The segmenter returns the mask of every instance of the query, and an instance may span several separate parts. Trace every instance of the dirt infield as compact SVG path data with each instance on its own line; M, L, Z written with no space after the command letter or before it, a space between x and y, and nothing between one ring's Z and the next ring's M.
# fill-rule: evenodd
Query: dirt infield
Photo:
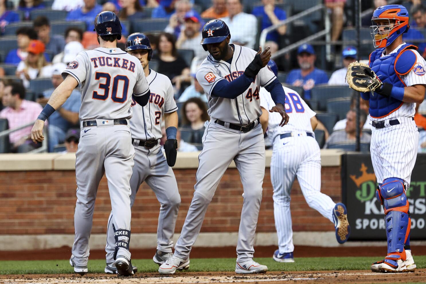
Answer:
M176 273L170 276L160 276L158 273L138 273L131 278L118 277L101 274L2 275L0 284L20 283L78 283L121 284L146 283L389 283L424 282L426 269L414 273L374 273L367 270L345 271L306 271L268 272L265 274L241 275L231 272Z

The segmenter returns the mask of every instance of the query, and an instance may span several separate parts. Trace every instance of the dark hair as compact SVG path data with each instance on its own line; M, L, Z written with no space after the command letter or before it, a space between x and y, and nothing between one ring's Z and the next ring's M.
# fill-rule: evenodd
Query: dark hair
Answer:
M172 43L172 55L175 57L178 57L178 51L176 48L176 38L175 37L175 36L171 34L169 34L168 32L162 32L158 36L158 43L160 42L160 39L161 38L162 36L164 36L168 41L169 41ZM158 55L161 53L161 51L160 50L160 45L158 45L157 47L157 49L158 49Z
M196 104L198 106L198 107L201 110L201 111L203 112L203 113L201 115L201 120L205 121L206 120L210 120L210 117L209 116L208 114L207 113L207 106L206 105L205 103L199 98L196 97L191 98L184 103L183 105L182 106L182 125L189 124L191 123L188 120L188 118L186 117L186 106L190 103L193 103Z
M12 89L10 92L12 95L17 94L19 95L19 98L21 100L23 100L25 98L25 88L24 87L24 85L22 83L12 82L8 86L12 87Z
M68 36L68 34L71 32L74 31L76 32L78 34L78 36L80 38L80 41L83 40L83 30L78 27L69 27L65 30L65 38Z
M41 0L34 0L33 6L37 7L40 4L41 4ZM26 7L26 5L25 4L25 0L19 0L19 6L22 8Z
M40 28L43 26L50 26L49 20L44 16L39 16L34 20L34 27Z
M37 37L37 33L34 29L29 27L22 27L16 30L16 35L18 34L25 34L30 40L36 40Z

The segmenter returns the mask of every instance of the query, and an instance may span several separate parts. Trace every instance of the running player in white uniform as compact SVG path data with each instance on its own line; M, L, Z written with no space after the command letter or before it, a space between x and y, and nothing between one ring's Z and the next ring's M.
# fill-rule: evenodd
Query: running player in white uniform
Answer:
M272 60L268 66L273 71L277 71ZM281 116L269 111L275 104L264 88L261 88L260 92L262 112L260 122L273 147L271 179L273 187L273 212L279 249L273 257L280 262L294 262L290 192L296 176L309 207L334 223L338 242L343 244L348 240L350 228L345 205L336 204L320 191L321 156L313 131L318 123L316 114L296 92L282 88L285 92L285 111L290 117L288 123L284 127L279 127Z
M95 201L105 173L113 216L113 258L118 274L130 276L133 272L129 250L131 217L129 181L135 149L128 122L132 117L132 97L144 106L150 98L150 89L137 59L116 47L121 32L118 17L112 12L101 12L96 16L95 23L102 47L80 52L69 64L62 73L63 82L36 121L32 136L34 141L43 139L44 120L79 85L81 130L76 153L75 237L70 264L77 273L84 275L87 272Z
M411 219L406 192L417 155L419 132L414 116L415 103L424 98L426 62L416 46L402 41L409 20L402 5L374 10L370 29L374 47L379 48L370 55L369 66L381 84L374 92L361 94L369 104L370 151L379 186L376 195L384 209L388 239L387 255L371 266L375 272L416 268L410 248Z
M265 67L271 53L228 45L230 35L224 22L213 20L203 27L201 43L210 55L197 72L207 94L210 121L206 123L200 154L195 192L175 253L160 267L162 274L189 266L189 254L201 228L207 207L219 182L233 160L244 189L244 203L237 246L235 272L266 272L268 267L253 260L253 244L262 196L265 149L259 118L259 88L271 91L284 126L288 119L285 97L276 76ZM254 59L253 59L254 58Z
M171 166L167 164L158 143L162 136L161 120L166 124L167 140L164 145L170 166L176 161L175 145L178 127L178 107L173 98L173 86L167 76L149 69L153 50L150 40L144 34L130 34L126 40L126 50L140 60L151 95L149 103L142 107L133 102L133 117L130 120L132 140L136 154L133 175L130 178L130 206L135 202L141 184L145 181L155 194L161 206L157 231L157 252L153 260L161 265L171 255L175 225L181 204L178 184ZM177 145L176 145L177 146ZM174 151L170 155L170 151ZM112 223L112 213L108 220L106 246L106 266L105 272L116 273L114 267L114 231Z

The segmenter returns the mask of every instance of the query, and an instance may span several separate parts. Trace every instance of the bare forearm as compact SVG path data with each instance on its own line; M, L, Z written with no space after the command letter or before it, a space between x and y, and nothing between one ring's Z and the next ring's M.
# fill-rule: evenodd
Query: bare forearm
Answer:
M176 112L166 113L164 115L164 123L166 125L166 129L173 126L178 128L178 113Z

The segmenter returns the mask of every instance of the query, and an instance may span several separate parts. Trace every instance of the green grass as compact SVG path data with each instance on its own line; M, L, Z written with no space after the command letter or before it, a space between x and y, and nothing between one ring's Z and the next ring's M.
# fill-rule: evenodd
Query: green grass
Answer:
M255 260L267 265L269 271L308 271L368 270L371 264L380 259L375 257L324 257L299 258L294 263L280 263L272 258L256 258ZM426 268L426 255L415 256L418 268ZM194 258L190 260L190 271L233 271L235 267L235 259ZM152 259L132 260L133 265L140 272L155 272L158 266ZM89 271L103 273L104 260L89 260ZM73 272L67 260L1 261L0 274L56 274Z

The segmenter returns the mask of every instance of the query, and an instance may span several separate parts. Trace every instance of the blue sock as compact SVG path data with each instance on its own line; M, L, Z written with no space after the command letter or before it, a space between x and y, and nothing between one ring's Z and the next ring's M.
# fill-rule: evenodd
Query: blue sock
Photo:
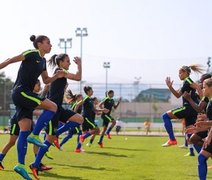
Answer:
M87 132L83 135L84 139L88 138L91 135L91 133Z
M187 134L188 139L191 137L192 134ZM193 144L188 144L188 148L191 154L194 154L194 146Z
M3 161L3 159L4 159L5 155L6 155L6 154L3 154L3 153L1 153L1 154L0 154L0 162L2 162L2 161Z
M79 143L79 137L80 137L80 135L82 135L82 131L80 131L80 132L78 133L78 136L77 136L77 143Z
M93 143L93 141L94 141L94 139L92 138L92 139L90 139L90 143L92 144Z
M195 149L195 150L198 152L198 154L199 154L199 152L201 151L202 147L200 147L200 146L194 144L194 149Z
M35 167L35 168L39 167L44 154L48 151L48 149L49 149L49 147L51 146L52 143L50 143L46 140L46 141L44 141L44 144L47 145L47 148L39 148L35 162L33 163L33 167Z
M55 115L55 112L53 111L48 111L45 110L43 113L40 115L40 117L37 120L37 123L35 124L35 127L32 131L34 135L39 135L40 131L48 125L48 122L53 118Z
M100 136L99 143L102 143L104 136Z
M112 130L113 128L110 126L106 132L106 134L110 134L110 131Z
M203 154L199 154L198 156L198 173L200 180L206 180L207 177L207 160L208 158L205 157Z
M69 132L66 137L63 138L62 142L60 143L60 147L62 147L63 144L65 144L70 138L72 138L73 134Z
M184 137L185 137L185 146L188 147L188 142L187 142L187 139L186 139L186 134L185 134Z
M164 113L163 116L164 126L166 128L167 133L169 134L169 139L176 140L173 132L171 118L167 113Z
M56 136L59 137L60 134L66 132L70 129L73 129L75 127L78 127L78 126L80 126L79 123L69 121L57 130Z
M31 131L20 131L17 142L18 162L25 164L25 156L27 152L27 137Z

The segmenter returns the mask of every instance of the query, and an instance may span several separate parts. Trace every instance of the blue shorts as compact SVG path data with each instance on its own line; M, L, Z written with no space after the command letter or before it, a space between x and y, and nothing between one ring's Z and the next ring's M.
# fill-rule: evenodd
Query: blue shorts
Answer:
M101 118L103 119L103 126L108 126L108 124L114 121L114 118L111 115L102 114Z
M12 99L16 106L17 121L23 118L32 119L33 110L45 100L45 98L40 98L38 94L25 90L22 87L13 89Z
M197 119L197 112L191 106L183 106L171 110L178 119L185 119L186 127L194 125Z
M90 129L94 129L97 126L97 124L94 122L94 119L91 118L91 117L86 117L86 116L83 116L84 117L84 122L82 124L82 131L89 131Z
M66 123L70 117L74 116L76 113L69 109L64 109L62 107L58 108L57 113L49 121L49 124L46 126L45 131L48 135L56 135L58 129L59 121Z

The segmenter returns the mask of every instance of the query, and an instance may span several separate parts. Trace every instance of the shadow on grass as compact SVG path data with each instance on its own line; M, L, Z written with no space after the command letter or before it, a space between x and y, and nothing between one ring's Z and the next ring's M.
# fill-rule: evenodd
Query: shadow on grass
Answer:
M69 167L69 168L79 168L79 169L87 169L87 170L94 170L94 171L110 171L106 168L95 168L95 167L91 167L91 166L75 166L75 165L70 165L70 164L59 164L59 163L53 163L57 166L62 166L64 168L64 166ZM111 170L114 171L114 170Z
M103 155L103 156L112 156L112 157L128 157L126 155L119 155L119 154L112 154L108 152L86 152L86 154L98 154L98 155Z
M54 173L51 173L49 171L48 172L47 171L42 172L39 175L41 177L48 177L48 178L52 177L52 178L57 178L57 179L73 179L73 180L82 180L83 179L81 177L75 177L75 176L69 176L69 175L63 176L63 175L59 175L59 174L54 174Z
M129 148L119 148L119 147L104 147L104 149L118 149L118 150L125 150L125 151L150 151L148 149L129 149Z

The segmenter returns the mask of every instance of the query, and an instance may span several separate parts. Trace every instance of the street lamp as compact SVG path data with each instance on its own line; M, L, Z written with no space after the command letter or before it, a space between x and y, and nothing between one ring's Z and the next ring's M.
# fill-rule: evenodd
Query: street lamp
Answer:
M106 81L105 81L105 92L107 92L107 80L108 80L108 69L110 68L110 62L104 62L103 67L106 70Z
M76 36L77 37L80 37L80 58L81 58L81 61L82 61L82 39L83 37L85 36L88 36L88 31L87 31L87 28L77 28L75 30L75 33L76 33ZM80 94L82 92L82 81L80 81Z
M65 54L66 54L67 49L72 47L72 38L68 38L68 39L60 38L58 46L61 49L65 49Z
M211 67L211 57L208 57L207 65L208 65L207 72L209 73L210 72L210 67Z

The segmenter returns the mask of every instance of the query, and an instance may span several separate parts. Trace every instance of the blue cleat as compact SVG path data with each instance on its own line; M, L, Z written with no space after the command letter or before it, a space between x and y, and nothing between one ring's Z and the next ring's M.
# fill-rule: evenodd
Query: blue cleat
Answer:
M14 171L20 174L24 179L32 180L32 178L27 173L25 166L23 164L16 165Z
M35 144L38 147L47 148L47 145L41 142L38 135L33 135L33 134L29 135L27 138L27 141L28 143Z

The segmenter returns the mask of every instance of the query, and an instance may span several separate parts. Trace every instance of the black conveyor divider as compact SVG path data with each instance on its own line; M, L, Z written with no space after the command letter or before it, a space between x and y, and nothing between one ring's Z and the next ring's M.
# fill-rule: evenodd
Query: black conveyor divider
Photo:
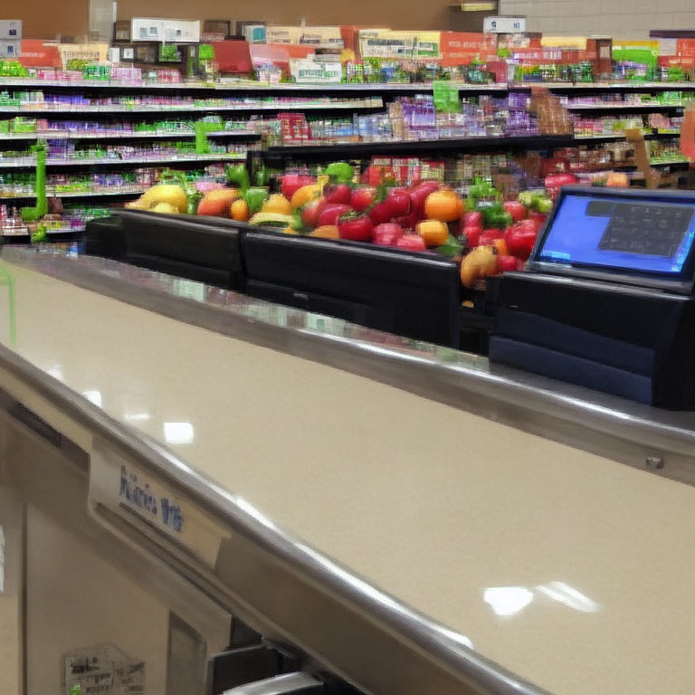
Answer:
M85 252L437 345L459 346L453 262L297 237L217 217L123 210L88 224Z

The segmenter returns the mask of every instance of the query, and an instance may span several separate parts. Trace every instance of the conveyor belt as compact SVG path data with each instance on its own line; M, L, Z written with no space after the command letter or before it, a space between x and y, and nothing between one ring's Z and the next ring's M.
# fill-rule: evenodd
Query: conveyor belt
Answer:
M0 386L205 510L214 562L173 561L252 626L376 693L695 687L695 491L616 462L687 479L691 415L118 264L3 255Z

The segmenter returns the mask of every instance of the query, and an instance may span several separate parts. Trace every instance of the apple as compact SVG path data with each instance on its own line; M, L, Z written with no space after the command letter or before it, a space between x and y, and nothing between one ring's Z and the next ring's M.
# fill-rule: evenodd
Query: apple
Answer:
M505 203L502 207L504 211L511 215L514 222L519 222L526 217L526 206L518 200L510 200Z
M377 224L374 228L374 239L372 241L379 246L395 246L403 234L403 227L395 222L390 222Z

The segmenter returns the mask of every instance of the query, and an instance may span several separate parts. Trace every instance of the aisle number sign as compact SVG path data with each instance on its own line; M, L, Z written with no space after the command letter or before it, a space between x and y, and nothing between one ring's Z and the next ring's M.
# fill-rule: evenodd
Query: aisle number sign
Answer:
M523 33L526 17L485 17L482 20L485 33Z

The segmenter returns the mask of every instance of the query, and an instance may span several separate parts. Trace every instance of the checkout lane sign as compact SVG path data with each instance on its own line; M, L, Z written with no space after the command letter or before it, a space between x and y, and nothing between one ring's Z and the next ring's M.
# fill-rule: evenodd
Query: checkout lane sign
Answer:
M100 505L129 526L137 528L139 519L214 568L220 545L229 533L158 477L127 461L107 444L95 440L90 458L90 516L115 533L118 529L99 513Z
M524 33L526 17L485 17L482 31L484 33Z

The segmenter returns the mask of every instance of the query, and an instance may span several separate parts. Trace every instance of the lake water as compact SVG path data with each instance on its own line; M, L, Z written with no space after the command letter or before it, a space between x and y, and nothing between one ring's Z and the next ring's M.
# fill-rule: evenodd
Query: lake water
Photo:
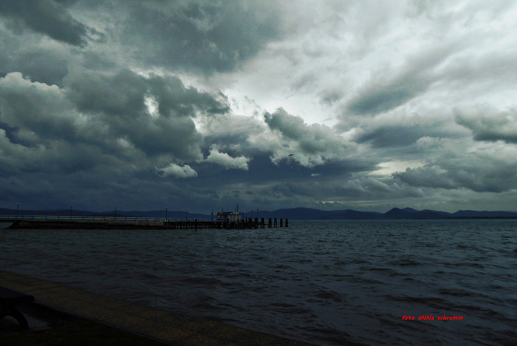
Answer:
M0 268L320 345L514 345L516 236L515 220L6 229Z

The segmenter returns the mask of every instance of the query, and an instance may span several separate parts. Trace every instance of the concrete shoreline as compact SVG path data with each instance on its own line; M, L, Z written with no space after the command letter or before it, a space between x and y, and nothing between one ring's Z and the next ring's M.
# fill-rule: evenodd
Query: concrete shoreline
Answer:
M32 295L36 304L47 308L175 345L311 344L108 298L10 272L0 270L0 285Z

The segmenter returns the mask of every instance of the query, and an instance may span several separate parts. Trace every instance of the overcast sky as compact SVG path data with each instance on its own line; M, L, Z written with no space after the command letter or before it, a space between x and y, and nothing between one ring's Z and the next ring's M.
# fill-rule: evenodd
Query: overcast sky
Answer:
M2 0L0 207L517 210L516 18L514 0Z

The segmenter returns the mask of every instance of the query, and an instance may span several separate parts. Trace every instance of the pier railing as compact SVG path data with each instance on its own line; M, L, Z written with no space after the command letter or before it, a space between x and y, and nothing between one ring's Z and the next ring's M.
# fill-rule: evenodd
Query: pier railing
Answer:
M25 220L31 221L111 221L119 222L135 222L135 221L211 221L209 218L186 218L168 217L149 217L147 216L104 216L97 215L96 216L67 216L64 215L0 215L0 222L3 220L6 222L11 222L17 220Z

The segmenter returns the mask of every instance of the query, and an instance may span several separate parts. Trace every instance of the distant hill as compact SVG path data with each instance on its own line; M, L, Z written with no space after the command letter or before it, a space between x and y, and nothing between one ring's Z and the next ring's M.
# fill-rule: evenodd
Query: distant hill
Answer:
M0 208L0 215L16 215L16 209ZM216 212L214 212L214 217L216 217ZM70 216L70 209L65 210L20 210L18 211L19 215L59 215L64 216ZM72 210L72 215L74 216L113 216L115 210L103 212L88 212L86 210ZM245 218L252 217L257 217L257 210L252 212L243 213ZM149 217L164 218L165 211L148 210L141 212L131 210L129 212L117 210L117 217ZM189 219L210 219L210 215L199 213L188 213L186 211L168 210L168 218L183 219L188 217ZM259 218L283 218L290 219L314 220L314 219L335 219L335 220L389 220L389 219L490 219L490 218L517 218L517 212L478 212L476 210L459 210L454 213L446 213L428 209L417 210L412 208L404 208L400 209L393 208L385 213L375 212L358 212L352 209L338 210L322 210L319 209L310 208L291 208L289 209L279 209L270 212L268 210L258 210Z

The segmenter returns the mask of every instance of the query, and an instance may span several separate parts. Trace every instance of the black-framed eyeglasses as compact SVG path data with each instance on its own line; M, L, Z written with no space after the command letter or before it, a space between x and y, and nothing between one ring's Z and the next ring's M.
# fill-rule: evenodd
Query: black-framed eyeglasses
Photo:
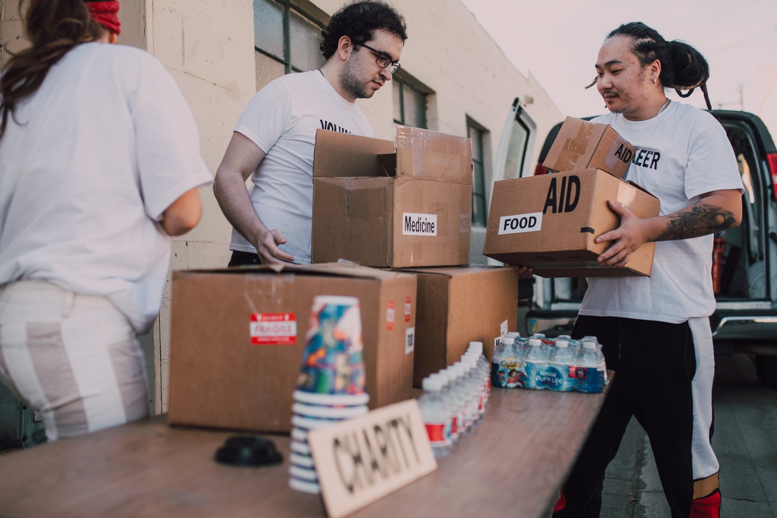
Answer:
M392 61L391 56L387 54L385 52L381 52L380 50L374 49L369 45L365 45L364 43L359 43L359 46L368 48L378 55L378 57L375 58L375 64L381 68L385 68L390 64L392 75L394 75L394 72L399 69L399 61Z

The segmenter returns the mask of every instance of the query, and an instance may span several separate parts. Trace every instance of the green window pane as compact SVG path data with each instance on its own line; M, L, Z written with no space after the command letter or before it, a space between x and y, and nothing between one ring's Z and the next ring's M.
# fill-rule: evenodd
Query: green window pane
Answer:
M472 192L486 193L486 174L482 162L472 161Z
M280 4L273 0L253 0L253 44L284 57L284 8Z
M321 39L321 30L316 25L291 12L289 16L289 45L292 66L304 72L320 68L326 61L319 49Z
M256 64L256 92L259 92L270 81L283 75L286 67L259 50L254 50L253 54Z
M413 127L427 127L427 96L417 90L403 85L402 102L405 108L405 124Z
M399 122L400 124L404 124L405 119L402 116L402 84L397 80L393 80L389 84L391 85L392 96L394 98L394 121Z

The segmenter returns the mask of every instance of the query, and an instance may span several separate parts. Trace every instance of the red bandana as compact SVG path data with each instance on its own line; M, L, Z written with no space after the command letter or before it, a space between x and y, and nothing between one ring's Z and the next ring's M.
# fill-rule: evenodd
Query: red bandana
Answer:
M109 2L85 2L86 9L92 15L92 19L112 33L121 33L121 24L119 23L119 2L116 0Z

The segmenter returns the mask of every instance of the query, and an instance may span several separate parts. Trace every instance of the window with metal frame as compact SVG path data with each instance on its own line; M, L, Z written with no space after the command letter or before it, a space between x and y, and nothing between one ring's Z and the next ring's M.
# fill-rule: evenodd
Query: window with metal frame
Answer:
M253 0L253 48L256 90L291 72L320 68L324 26L288 0Z
M394 96L394 122L404 126L427 128L427 96L409 82L395 75L392 78Z
M472 141L472 224L488 223L486 205L486 165L483 144L487 130L467 120L467 136Z

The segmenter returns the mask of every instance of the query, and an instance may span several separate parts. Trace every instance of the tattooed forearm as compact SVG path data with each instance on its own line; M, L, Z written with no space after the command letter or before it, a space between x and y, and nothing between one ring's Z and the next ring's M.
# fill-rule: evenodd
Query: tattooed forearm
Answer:
M654 241L698 238L726 230L737 224L730 210L702 203L694 205L690 210L668 217L671 221Z

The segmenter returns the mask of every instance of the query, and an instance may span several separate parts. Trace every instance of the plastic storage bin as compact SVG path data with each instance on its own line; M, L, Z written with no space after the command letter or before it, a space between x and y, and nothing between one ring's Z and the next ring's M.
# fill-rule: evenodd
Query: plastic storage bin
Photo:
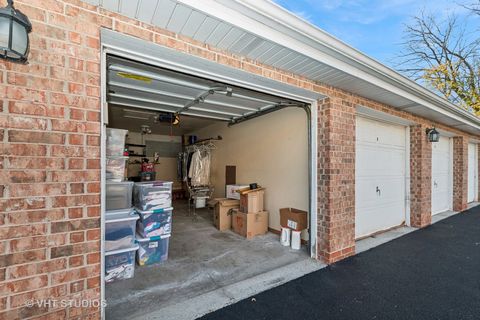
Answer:
M125 138L128 130L107 128L106 154L109 157L121 157L125 150Z
M172 206L173 182L136 182L133 187L135 207L143 211L166 209Z
M137 232L144 238L168 235L172 232L173 208L142 211L136 209L140 219Z
M131 248L105 252L105 282L133 278L135 253L138 245Z
M155 172L141 172L140 177L142 181L154 181L155 180Z
M159 263L168 259L170 235L161 237L138 237L137 263L140 266Z
M128 157L108 157L106 179L117 182L125 180L125 165L127 161Z
M105 250L128 249L135 245L139 216L133 208L105 212Z
M107 181L106 187L106 210L128 209L132 207L133 181Z

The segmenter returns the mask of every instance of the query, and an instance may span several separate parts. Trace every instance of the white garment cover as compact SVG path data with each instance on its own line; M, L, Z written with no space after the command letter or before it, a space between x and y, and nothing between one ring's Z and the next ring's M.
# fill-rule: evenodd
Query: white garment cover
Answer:
M197 150L193 153L188 177L193 187L210 184L210 151Z

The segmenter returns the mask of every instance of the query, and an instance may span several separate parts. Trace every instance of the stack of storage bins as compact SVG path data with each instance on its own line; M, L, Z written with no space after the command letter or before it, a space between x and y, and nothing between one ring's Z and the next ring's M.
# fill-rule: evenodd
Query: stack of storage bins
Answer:
M133 182L123 181L123 156L127 130L107 129L105 281L133 278L135 272L135 225L138 216L132 208Z
M133 188L137 222L137 262L140 266L168 259L172 232L172 182L137 182Z

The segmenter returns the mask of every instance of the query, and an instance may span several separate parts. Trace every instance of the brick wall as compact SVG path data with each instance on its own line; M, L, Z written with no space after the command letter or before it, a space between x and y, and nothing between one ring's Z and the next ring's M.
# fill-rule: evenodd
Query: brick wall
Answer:
M318 109L318 256L333 263L355 253L355 105Z
M0 62L0 318L98 318L26 306L100 297L98 24L61 1L15 5L33 32L28 65Z
M453 210L467 209L468 197L468 139L453 138Z
M100 298L101 27L330 97L320 103L318 122L318 249L327 262L354 252L356 105L468 137L79 0L15 5L33 32L28 65L0 62L1 319L99 317L98 307L27 308L25 300Z
M432 222L432 143L427 126L410 126L410 224L422 228Z

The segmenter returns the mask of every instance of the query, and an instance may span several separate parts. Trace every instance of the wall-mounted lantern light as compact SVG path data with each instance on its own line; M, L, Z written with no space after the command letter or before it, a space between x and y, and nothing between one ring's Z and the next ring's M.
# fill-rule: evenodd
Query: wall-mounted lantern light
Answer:
M435 127L427 129L428 141L438 142L440 140L440 133L435 129Z
M13 7L13 0L0 8L0 58L14 62L27 62L32 24L28 17Z

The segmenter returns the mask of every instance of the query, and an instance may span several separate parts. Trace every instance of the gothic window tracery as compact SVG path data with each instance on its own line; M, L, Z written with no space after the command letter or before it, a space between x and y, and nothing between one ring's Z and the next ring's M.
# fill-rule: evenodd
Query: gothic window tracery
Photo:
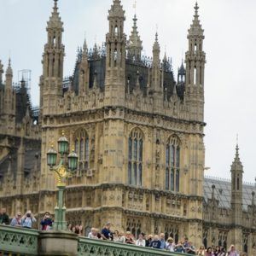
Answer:
M79 171L87 170L89 168L89 137L84 130L79 130L75 134L75 152L79 156Z
M134 129L128 140L128 183L130 185L143 184L143 136Z
M179 191L180 143L176 136L172 137L166 148L166 189Z
M165 227L166 240L167 240L168 237L172 237L175 243L178 242L178 228L173 224L166 224Z
M138 237L142 232L142 223L140 219L128 218L126 222L126 231L130 231L134 237Z

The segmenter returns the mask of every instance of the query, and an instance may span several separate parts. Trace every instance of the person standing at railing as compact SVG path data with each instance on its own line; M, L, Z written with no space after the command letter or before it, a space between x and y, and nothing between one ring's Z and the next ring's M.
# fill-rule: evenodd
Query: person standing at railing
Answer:
M135 241L133 239L133 236L132 236L132 234L130 231L126 232L125 243L135 244Z
M239 253L236 251L235 246L232 244L228 250L228 255L229 256L239 256Z
M206 249L204 246L201 246L199 249L196 251L196 255L198 256L205 256L206 255Z
M176 244L173 241L173 238L169 237L166 241L166 250L169 252L174 252L175 247L176 247Z
M164 250L166 247L166 239L165 239L165 234L161 233L160 236L160 241L161 243L160 249Z
M161 242L159 240L159 236L157 235L155 235L154 236L154 240L151 241L149 247L153 247L154 249L160 249L161 247Z
M44 218L41 220L41 230L49 230L52 229L53 221L49 212L46 212Z
M88 238L98 239L96 229L91 228L90 232L88 234Z
M2 208L0 213L0 224L3 225L9 225L9 218L6 213L6 208Z
M102 230L102 237L103 240L112 240L113 236L110 231L111 224L110 222L108 222L105 225L105 227Z
M146 239L146 247L149 247L152 240L153 240L153 235L148 235L148 239Z
M145 247L146 241L143 239L143 234L139 235L138 239L136 241L136 245L138 246L138 247Z
M21 212L18 212L16 216L12 219L10 225L12 227L20 227L21 226Z
M32 224L36 221L37 220L31 211L27 211L26 213L21 218L22 227L26 229L32 229Z

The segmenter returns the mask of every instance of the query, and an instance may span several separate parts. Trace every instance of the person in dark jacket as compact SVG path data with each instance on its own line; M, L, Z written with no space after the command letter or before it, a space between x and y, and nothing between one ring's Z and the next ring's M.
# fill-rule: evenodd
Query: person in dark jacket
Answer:
M42 230L49 230L52 229L52 219L50 218L50 213L46 212L44 218L41 220Z
M6 209L2 208L1 213L0 213L0 224L3 225L9 225L9 216L6 213Z
M154 237L154 240L150 242L149 247L154 248L154 249L160 249L161 247L161 242L159 240L159 236L156 235Z

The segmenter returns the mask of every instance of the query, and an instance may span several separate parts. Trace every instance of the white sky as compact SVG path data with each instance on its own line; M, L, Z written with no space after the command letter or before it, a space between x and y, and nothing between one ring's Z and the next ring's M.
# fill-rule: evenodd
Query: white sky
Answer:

(Die Aufgabe)
Zähle die Textzeilen in den Zeilen oben, die die Zeichenfolge „player“ enthalten, und beachte dabei die Groß- und Kleinschreibung. Gib nur die Zahl an.

(Lösung der Aufgabe)
2